* **WHAT THE EXERCISE ASKS**
Starting at the line with "of the girl's" and stopping at the final line, retype the data below exactly; do not carry over any pictures.

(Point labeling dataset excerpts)
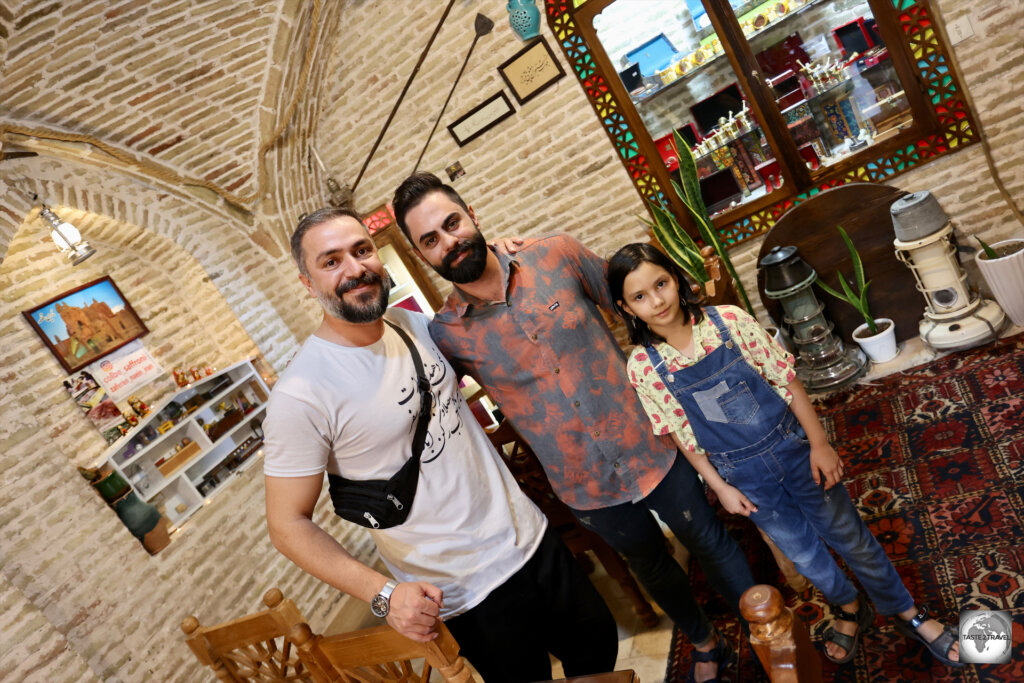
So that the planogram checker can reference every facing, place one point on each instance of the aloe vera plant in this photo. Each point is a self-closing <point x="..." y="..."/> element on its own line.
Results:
<point x="855" y="297"/>
<point x="677" y="242"/>
<point x="989" y="252"/>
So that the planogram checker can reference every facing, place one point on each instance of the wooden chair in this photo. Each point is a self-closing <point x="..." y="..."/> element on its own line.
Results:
<point x="251" y="648"/>
<point x="378" y="654"/>
<point x="528" y="472"/>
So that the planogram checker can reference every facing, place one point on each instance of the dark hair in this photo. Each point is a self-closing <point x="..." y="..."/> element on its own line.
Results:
<point x="628" y="259"/>
<point x="413" y="189"/>
<point x="311" y="220"/>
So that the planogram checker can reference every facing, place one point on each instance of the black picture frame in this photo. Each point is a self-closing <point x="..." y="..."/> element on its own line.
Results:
<point x="110" y="319"/>
<point x="481" y="118"/>
<point x="531" y="71"/>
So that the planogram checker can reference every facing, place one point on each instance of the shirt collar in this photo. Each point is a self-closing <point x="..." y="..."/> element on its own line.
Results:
<point x="462" y="302"/>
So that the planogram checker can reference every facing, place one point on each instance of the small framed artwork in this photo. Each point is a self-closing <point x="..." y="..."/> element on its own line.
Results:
<point x="481" y="118"/>
<point x="85" y="324"/>
<point x="530" y="71"/>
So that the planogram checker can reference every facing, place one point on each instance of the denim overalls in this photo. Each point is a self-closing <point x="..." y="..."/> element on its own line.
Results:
<point x="757" y="444"/>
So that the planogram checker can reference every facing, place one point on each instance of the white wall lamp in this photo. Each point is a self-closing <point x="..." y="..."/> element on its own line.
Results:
<point x="338" y="195"/>
<point x="67" y="238"/>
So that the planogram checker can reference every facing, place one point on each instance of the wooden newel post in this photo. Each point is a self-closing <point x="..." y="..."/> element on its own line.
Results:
<point x="780" y="641"/>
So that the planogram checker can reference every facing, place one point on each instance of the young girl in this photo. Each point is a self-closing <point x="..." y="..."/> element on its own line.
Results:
<point x="716" y="381"/>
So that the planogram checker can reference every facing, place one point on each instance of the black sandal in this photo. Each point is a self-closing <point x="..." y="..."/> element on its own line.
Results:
<point x="863" y="619"/>
<point x="719" y="654"/>
<point x="941" y="645"/>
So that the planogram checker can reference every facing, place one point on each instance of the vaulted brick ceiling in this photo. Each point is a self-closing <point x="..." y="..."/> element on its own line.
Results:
<point x="181" y="84"/>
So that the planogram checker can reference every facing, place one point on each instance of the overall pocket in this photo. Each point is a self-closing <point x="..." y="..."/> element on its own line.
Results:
<point x="727" y="404"/>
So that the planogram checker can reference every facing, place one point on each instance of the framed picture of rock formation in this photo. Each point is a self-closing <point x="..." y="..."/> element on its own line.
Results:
<point x="85" y="324"/>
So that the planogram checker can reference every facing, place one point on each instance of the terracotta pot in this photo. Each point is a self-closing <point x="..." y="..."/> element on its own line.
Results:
<point x="1006" y="276"/>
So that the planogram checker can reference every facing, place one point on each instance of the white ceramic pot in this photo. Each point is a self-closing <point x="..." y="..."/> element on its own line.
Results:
<point x="880" y="347"/>
<point x="1006" y="279"/>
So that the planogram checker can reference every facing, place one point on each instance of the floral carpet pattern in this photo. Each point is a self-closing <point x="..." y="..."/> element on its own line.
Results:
<point x="935" y="462"/>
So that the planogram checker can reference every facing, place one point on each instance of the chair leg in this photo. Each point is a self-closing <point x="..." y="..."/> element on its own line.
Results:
<point x="797" y="581"/>
<point x="620" y="570"/>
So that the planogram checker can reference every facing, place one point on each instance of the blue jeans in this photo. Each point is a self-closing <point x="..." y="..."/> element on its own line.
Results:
<point x="797" y="514"/>
<point x="680" y="501"/>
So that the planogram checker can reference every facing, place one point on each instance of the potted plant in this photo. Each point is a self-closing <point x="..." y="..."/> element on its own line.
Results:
<point x="698" y="263"/>
<point x="877" y="336"/>
<point x="1003" y="266"/>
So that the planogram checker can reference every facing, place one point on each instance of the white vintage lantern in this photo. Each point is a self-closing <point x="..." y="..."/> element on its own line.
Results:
<point x="955" y="316"/>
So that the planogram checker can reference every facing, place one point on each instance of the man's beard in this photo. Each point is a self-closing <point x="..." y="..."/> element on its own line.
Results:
<point x="471" y="267"/>
<point x="368" y="306"/>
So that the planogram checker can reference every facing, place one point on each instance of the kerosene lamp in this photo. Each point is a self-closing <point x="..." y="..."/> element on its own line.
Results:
<point x="822" y="360"/>
<point x="955" y="316"/>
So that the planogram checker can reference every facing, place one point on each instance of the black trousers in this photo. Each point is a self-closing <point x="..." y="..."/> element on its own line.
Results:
<point x="549" y="606"/>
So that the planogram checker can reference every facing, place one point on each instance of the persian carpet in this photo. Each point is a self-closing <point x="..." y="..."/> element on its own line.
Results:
<point x="935" y="463"/>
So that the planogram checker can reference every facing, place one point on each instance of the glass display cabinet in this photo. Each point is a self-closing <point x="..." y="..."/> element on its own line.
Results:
<point x="775" y="99"/>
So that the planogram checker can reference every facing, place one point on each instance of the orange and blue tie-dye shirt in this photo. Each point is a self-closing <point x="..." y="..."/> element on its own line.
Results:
<point x="546" y="355"/>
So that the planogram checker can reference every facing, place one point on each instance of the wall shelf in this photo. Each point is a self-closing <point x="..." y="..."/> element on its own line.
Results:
<point x="194" y="411"/>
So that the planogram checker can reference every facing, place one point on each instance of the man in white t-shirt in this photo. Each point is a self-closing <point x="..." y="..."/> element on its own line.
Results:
<point x="474" y="551"/>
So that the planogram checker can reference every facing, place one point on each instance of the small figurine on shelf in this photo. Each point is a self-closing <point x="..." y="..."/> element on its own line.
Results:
<point x="140" y="409"/>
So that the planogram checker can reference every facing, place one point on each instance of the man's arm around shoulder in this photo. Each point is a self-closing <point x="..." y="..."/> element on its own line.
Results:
<point x="290" y="503"/>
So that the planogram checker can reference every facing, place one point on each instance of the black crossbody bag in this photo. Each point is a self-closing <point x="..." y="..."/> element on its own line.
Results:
<point x="385" y="503"/>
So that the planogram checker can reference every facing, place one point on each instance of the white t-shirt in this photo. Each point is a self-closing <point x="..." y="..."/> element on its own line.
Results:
<point x="350" y="411"/>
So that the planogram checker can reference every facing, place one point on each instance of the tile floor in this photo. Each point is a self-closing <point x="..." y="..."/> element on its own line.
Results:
<point x="643" y="649"/>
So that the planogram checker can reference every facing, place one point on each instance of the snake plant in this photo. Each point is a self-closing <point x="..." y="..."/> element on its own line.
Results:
<point x="677" y="242"/>
<point x="856" y="298"/>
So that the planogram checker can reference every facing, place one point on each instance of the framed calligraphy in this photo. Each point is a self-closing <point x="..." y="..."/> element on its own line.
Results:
<point x="530" y="71"/>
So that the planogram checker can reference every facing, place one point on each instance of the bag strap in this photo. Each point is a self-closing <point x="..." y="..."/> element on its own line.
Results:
<point x="423" y="387"/>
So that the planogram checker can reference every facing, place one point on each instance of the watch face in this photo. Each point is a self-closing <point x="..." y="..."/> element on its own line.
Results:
<point x="379" y="605"/>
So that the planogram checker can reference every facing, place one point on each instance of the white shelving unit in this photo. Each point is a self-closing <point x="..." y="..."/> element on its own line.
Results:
<point x="190" y="444"/>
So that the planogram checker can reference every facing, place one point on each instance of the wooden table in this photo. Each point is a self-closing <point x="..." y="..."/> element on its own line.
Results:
<point x="627" y="676"/>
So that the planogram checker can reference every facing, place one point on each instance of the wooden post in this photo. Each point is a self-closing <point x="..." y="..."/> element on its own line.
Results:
<point x="780" y="641"/>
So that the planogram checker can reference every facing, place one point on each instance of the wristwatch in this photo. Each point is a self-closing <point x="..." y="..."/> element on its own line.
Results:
<point x="381" y="604"/>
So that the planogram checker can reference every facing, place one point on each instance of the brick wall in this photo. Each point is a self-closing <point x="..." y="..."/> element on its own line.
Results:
<point x="83" y="600"/>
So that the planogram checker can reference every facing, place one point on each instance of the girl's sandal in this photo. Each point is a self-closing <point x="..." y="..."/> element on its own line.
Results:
<point x="719" y="654"/>
<point x="941" y="645"/>
<point x="863" y="619"/>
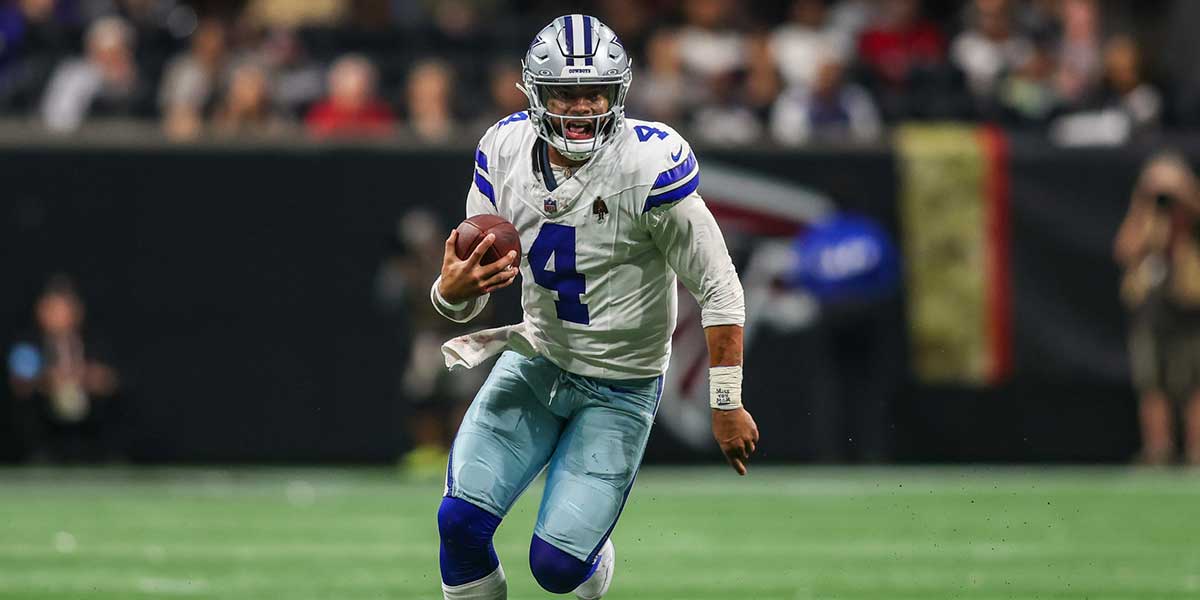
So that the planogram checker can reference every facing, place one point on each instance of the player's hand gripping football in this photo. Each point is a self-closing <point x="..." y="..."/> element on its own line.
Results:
<point x="737" y="435"/>
<point x="468" y="280"/>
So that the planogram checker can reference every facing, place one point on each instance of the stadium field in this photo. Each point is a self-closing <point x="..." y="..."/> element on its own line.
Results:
<point x="687" y="534"/>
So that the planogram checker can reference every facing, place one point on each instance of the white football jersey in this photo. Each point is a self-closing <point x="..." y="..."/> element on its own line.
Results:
<point x="601" y="251"/>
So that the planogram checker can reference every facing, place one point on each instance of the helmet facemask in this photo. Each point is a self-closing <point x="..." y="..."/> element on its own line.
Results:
<point x="553" y="127"/>
<point x="576" y="51"/>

* **SOLUTION FOR THIS EXERCISE**
So that the planogram checker can reference every facing, place one point on each instance of the girl's sandal in this photo. Each point is a self-closing <point x="..." y="..."/> element on its own line.
Results:
<point x="719" y="654"/>
<point x="941" y="645"/>
<point x="863" y="619"/>
So that the planogram checker can reference every facing, place one point on each instance of the player's hand gripping football in this photo. Each point is a self-closing <point x="..." y="..."/> element on its own line.
Results:
<point x="737" y="435"/>
<point x="468" y="280"/>
So that the planogram checker can reference every facing, place one point on each instance of the stadium field in this photo. Each point is a self-closing <point x="..." y="..."/> element on its own line.
Results:
<point x="687" y="534"/>
So that the planogram checker can reference every facing, place one point on each instance of the white football jersey in this photo. Each point is a self-closing <point x="..." y="..."/> element on its own line.
Results:
<point x="601" y="251"/>
So that the planogram checker can reference every facing, place one point on each instance of the helmet facemask in this photo. Each point is a self-closing <point x="..." y="..."/> element on its own line.
Results:
<point x="553" y="127"/>
<point x="576" y="51"/>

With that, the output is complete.